* [Brief]: Output every entry exactly as given.

------ Data for processing ------

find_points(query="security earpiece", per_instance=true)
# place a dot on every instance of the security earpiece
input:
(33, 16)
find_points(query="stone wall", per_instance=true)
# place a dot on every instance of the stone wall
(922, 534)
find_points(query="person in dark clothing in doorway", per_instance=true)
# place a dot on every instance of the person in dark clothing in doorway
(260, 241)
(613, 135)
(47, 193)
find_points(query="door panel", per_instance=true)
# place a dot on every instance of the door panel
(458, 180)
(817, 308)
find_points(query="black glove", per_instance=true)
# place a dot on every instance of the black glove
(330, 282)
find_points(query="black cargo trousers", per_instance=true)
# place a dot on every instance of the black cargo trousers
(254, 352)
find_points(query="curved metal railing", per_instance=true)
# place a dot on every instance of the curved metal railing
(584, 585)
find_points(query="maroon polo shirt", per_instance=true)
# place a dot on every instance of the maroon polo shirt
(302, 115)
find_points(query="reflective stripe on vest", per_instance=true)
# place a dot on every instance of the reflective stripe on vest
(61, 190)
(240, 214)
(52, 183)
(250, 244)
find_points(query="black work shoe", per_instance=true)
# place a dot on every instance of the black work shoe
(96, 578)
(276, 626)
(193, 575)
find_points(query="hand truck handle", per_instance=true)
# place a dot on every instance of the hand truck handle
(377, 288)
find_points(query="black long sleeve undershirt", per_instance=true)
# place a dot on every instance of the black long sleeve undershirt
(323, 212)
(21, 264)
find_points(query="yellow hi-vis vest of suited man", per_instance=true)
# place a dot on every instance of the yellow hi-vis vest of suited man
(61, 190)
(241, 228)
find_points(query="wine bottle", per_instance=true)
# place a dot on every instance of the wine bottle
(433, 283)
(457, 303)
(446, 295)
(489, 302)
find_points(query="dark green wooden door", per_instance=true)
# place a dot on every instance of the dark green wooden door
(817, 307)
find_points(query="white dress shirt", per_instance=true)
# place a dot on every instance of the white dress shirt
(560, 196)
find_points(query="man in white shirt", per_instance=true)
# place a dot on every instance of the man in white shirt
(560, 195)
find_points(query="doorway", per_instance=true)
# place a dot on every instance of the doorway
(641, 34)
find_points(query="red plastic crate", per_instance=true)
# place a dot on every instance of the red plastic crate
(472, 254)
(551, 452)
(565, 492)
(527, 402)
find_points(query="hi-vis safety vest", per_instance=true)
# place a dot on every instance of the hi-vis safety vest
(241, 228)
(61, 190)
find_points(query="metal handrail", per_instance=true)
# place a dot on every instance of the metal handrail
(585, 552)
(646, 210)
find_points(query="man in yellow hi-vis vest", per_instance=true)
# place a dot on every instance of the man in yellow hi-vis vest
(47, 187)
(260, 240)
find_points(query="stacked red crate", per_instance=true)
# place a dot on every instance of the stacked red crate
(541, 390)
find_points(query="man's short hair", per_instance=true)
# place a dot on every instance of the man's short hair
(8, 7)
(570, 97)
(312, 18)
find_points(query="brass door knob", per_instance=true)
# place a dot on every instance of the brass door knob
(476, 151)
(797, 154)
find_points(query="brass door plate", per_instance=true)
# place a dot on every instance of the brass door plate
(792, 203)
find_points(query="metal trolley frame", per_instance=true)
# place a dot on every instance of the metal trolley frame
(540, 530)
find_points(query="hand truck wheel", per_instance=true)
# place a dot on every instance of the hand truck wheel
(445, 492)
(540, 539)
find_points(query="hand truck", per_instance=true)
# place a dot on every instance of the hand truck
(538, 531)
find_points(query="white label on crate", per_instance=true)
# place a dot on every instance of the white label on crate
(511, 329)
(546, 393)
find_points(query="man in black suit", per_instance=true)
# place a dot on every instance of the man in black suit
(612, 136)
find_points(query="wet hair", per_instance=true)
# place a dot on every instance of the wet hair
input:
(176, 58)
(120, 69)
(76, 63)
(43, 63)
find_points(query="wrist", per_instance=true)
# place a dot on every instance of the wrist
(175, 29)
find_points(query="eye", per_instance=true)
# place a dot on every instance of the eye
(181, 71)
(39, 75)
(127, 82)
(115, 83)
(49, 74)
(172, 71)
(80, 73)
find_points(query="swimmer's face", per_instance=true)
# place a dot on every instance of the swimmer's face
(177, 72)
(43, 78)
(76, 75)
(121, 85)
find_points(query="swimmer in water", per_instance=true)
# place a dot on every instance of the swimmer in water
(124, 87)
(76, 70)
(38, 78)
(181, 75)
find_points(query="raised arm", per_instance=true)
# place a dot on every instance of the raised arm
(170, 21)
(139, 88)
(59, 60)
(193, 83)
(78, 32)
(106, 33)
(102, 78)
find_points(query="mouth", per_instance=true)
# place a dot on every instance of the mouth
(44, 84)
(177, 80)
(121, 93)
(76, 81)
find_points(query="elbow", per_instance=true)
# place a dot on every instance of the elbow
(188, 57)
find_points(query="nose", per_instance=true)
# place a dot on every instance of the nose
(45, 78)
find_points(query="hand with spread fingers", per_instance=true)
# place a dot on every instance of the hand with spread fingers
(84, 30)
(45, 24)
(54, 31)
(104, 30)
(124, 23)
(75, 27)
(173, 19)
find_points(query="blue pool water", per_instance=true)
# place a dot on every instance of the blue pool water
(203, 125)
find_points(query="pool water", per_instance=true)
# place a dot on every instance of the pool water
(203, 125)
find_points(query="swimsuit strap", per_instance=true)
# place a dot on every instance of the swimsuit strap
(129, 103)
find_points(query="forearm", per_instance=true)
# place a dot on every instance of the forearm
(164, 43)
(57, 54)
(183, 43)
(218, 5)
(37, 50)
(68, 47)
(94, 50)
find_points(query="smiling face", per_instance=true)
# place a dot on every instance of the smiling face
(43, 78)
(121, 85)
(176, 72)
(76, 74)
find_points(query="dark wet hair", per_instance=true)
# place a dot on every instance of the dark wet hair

------

* [Full response]:
find_points(query="security earpiece", per_instance=true)
# place a dot on every instance of the security earpiece
input:
(33, 16)
find_points(query="stone wall", per_instance=true)
# place a dot on every instance of the stone wall
(922, 534)
find_points(query="person in dark clothing in doorway", per_instance=true)
# place a dot on every instance of the person in dark clothing in doorway
(260, 241)
(613, 135)
(47, 193)
find_points(query="door panel", per_instance=true)
# place a dot on every instance of the door panel
(458, 180)
(817, 308)
find_points(query="black glove", per_instance=true)
# place a dot on every instance of the black glove
(330, 282)
find_points(query="black cargo trousers", per_instance=true)
# place a dot on every instance of the black cargo trousers
(254, 352)
find_points(query="curved metal railing", per_instance=true)
# place a dot on every instance of the curved metal railing
(584, 585)
find_points(query="maroon polo shirt", per_instance=true)
# place a dot on every instance of the maroon polo shirt
(302, 115)
find_points(query="reflective stripe on vest", per_instance=true)
# place a dot on every instance of the reflective stripe on vest
(61, 190)
(240, 214)
(52, 183)
(250, 244)
find_points(query="black work shoe", per_instance=true)
# place a dot on every instance of the black work shoe
(96, 578)
(276, 626)
(193, 575)
find_points(query="hand truck handle", per_instance=true)
# place a dot on every instance of the hand truck handle
(377, 288)
find_points(query="black long sleeve undershirt", per_instance=true)
# place a dot on every instance of the black long sleeve undershirt
(323, 212)
(21, 264)
find_points(query="yellow hi-vis vest of suited man", per_instance=true)
# place a dot on every instance of the yellow hi-vis vest of suited man
(61, 190)
(241, 228)
find_points(query="wine bottle", per_instance=true)
# place a dot on every instance of the wine bottle
(433, 283)
(457, 303)
(446, 295)
(489, 302)
find_points(query="dark green wooden door", per_instance=true)
# place a dot on every instance of the dark green wooden door
(817, 307)
find_points(query="white dress shirt", per_instance=true)
# place a dot on every instance of the white dress shirt
(560, 196)
find_points(query="man in white shirt", per_instance=true)
# place a dot on every instance of the man in white shirt
(560, 195)
find_points(query="doorway", per_instance=true)
# place a dot on every instance of the doorway
(641, 34)
find_points(query="red plastic crate", per_instance=true)
# place a dot on every instance of the red plastic crate
(472, 254)
(551, 452)
(565, 492)
(527, 402)
find_points(query="hi-vis safety vest", per_instance=true)
# place a dot on every instance of the hi-vis safety vest
(241, 228)
(61, 190)
find_points(query="metal handrail", per_instance=true)
# place a dot on every instance of the metal handrail
(585, 552)
(646, 210)
find_points(query="man in yellow hi-vis vest", per_instance=true)
# place a dot on every instance of the man in yellow hi-vis vest
(47, 187)
(260, 240)
find_points(query="stacked red crate", per_instance=true)
# place a dot on every instance of the stacked red crate
(541, 390)
find_points(query="man's short hair", per_instance=true)
# place a dot on every instance of the man's short hair
(8, 7)
(570, 97)
(312, 18)
find_points(query="brass door knob", per_instance=true)
# place a dot on every instance of the brass door knob
(476, 151)
(797, 154)
find_points(query="brass door plate", per_instance=true)
# place a dot on every instance of the brass door plate
(792, 203)
find_points(query="metal trolley frame", per_instance=true)
# place a dot on every instance of the metal trolley frame
(540, 530)
find_points(query="hand truck wheel", per_instance=true)
# place a dot on every instance of the hand truck wheel
(445, 492)
(540, 539)
find_points(query="hand truck", per_instance=true)
# place a dot on every instance of the hand truck
(538, 531)
find_points(query="white label on crate", per_instance=true)
# place a dot on every instance of the white label on crate
(511, 329)
(546, 393)
find_points(query="man in black suit", per_instance=true)
# place a dot on every instance of the man in black suit
(612, 136)
find_points(query="wet hair", per_instance=true)
# place a dot on every instance of the wet hair
input:
(176, 58)
(120, 69)
(76, 63)
(43, 63)
find_points(query="wrist", per_instance=true)
# place a dot on every instance of the wrist
(175, 29)
find_points(query="eye", per_instance=true)
# place a dot on every instance of the eye
(181, 71)
(39, 75)
(127, 82)
(115, 83)
(49, 74)
(172, 71)
(80, 73)
find_points(query="swimmer's face", per_instance=true)
# place a dot on every instance of the swimmer's face
(177, 72)
(43, 78)
(76, 75)
(121, 85)
find_points(query="swimmer in water", per_instance=true)
# place a dot on every instance of the swimmer in water
(124, 87)
(76, 70)
(38, 78)
(181, 75)
find_points(query="raised arm", per_instance=true)
# place a dot on every instance of the raised arm
(170, 21)
(139, 88)
(59, 60)
(193, 83)
(78, 32)
(106, 33)
(102, 78)
find_points(query="mouth", per_instance=true)
# place a dot on every instance of the mouth
(44, 84)
(177, 80)
(121, 93)
(76, 81)
find_points(query="elbow", per_instance=true)
# place a dot on every instance of the elbow
(188, 57)
find_points(query="nose", per_instance=true)
# place a dot on every instance of the nose
(45, 78)
find_points(query="hand with spread fingers", per_instance=true)
# place a dot on every instance of the hand with spread fingers
(84, 30)
(45, 24)
(54, 31)
(104, 30)
(124, 23)
(75, 27)
(173, 19)
find_points(query="blue pool water", per_instance=true)
# place a dot on every instance of the blue pool water
(203, 125)
find_points(query="pool water", per_instance=true)
# place a dot on every instance of the pool water
(203, 125)
find_points(query="swimsuit strap", per_instance=true)
# place a dot on every instance of the swimsuit strap
(129, 103)
find_points(query="forearm", per_instance=true)
# place a dot on every instance of the forearm
(164, 43)
(57, 54)
(183, 43)
(218, 5)
(37, 50)
(68, 47)
(94, 50)
find_points(query="smiling face", per_instance=true)
# place a dot on every instance of the smiling face
(43, 78)
(121, 85)
(176, 72)
(76, 74)
find_points(query="dark wet hair", per_instance=true)
# place a dot on every instance of the dark wet hair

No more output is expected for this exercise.